_EXCERPT TO READ_:
========================================
Inproceedings: An article in a conference proceedings.
Abstract (Abstract): shot summary in a article that contain essentials elements presented during a scientific conference, lecture or from a poster.
Prognostic in Vivo Biomarkers for Lesion Development after Cerebral Ischemia
Title of the conference
20th European Stroke Conference
Hamburg, Germany, May 24-27, 2011
A better prediction of the outcome after ischemia and estimation of onset time at early time points would greatly facilitate clinical decisions. Therefore, the aim of the present study was to use magnetic resonance spectroscopy to identify neurochemical markers for outcome prediction at early time points after ischemia.ICR-CD1 mice were subjected to 10-minute, 30-minute or permanent middle cerebral artery occlusion (MCAO). The regional cerebral blood flow (CBF) was monitored in all animals by laser-Doppler flowmetry. All MR studies were carried out in a horizontal 14.1T magnet. Fast spin echo images with T2-weighted parameters were Bacquired to localize the volume of interest and evaluate the lesion size. Immediately after adjustment of field inhomogeneities, localized 1H MRS was applied to obtain the neurochemical profile from the striatum (6-8 μl) or the cortex (2.2-2.5 μl). Six animals (sham group) underwent nearly identical procedures without MCAO.By comparing the evolution of several metabolites in ischemia of varying severity, we observed that glutamine increases early after transient ischemia independently of severity, but decreases in permanent ischemia. On the opposite, GABA increased in permanent ischemia and decreased in transient. We also observed a decrease in the sum of N-acetyl aspartate + glutamate + taurine in all irreversibly damaged tissues, independently of reperfusion and severity. Finally, we have observed that some metabolites decrease exponentially after ischemia. This exponential decrease could be used to determine the time of ischemia onset in permanent ischemia.In Conclusion, magnetic resonance spectroscopy can be used as a prognostic and diagnostic tool to monitor reperfusion, identify reversibly and irreversibly damaged tissue and evaluate the time of ischemia onset. If these Results can be translated to stroke patients, this technique would greatly improve the diagnosis and help with clinical decisions.
========================================
_EXERCISE 1_:
According to the stroke abstract, what magnet were all MR studies carried out in?
_EXERCISE 2_:
In the stroke abstract, swap "article" for "paper" and give the text between "Inproceedings: An article" and "from a poster.", inclusive.

Point-per-instance localization data
========================================
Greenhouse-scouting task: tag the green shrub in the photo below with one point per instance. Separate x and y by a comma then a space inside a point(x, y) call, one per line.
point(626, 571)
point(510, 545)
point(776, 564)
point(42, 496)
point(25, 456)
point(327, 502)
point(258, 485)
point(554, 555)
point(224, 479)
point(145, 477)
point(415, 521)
========================================
_YOUR RESPONSE 1_:
A horizontal 14.1T magnet.

_YOUR RESPONSE 2_:
Inproceedings: An paper in a conference proceedings.
Abstract (Abstract): shot summary in a paper that contain essentials elements presented during a scientific conference, lecture or from a poster.